▶ **ASSIGNMENT**
Reproduce the entries in full. Exclude all images from the copy.

▶ **DATA FOR THIS TASK**

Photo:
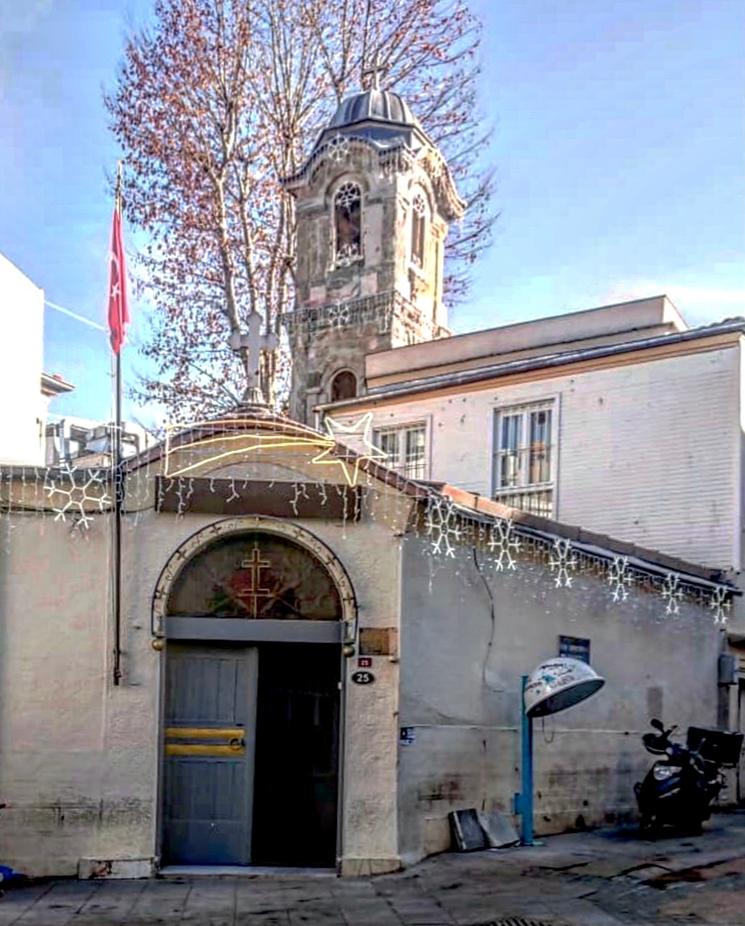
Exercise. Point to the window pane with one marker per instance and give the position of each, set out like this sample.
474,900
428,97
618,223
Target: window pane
539,503
387,441
509,458
417,231
539,468
347,223
415,459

▶ **OUTPUT OF THE TASK**
Photo:
Exercise. Point to the window pane with one marker per instance and give the position of each, set out like this sample.
474,900
428,97
618,223
Target: window pane
539,503
387,441
509,458
417,231
539,468
347,223
415,459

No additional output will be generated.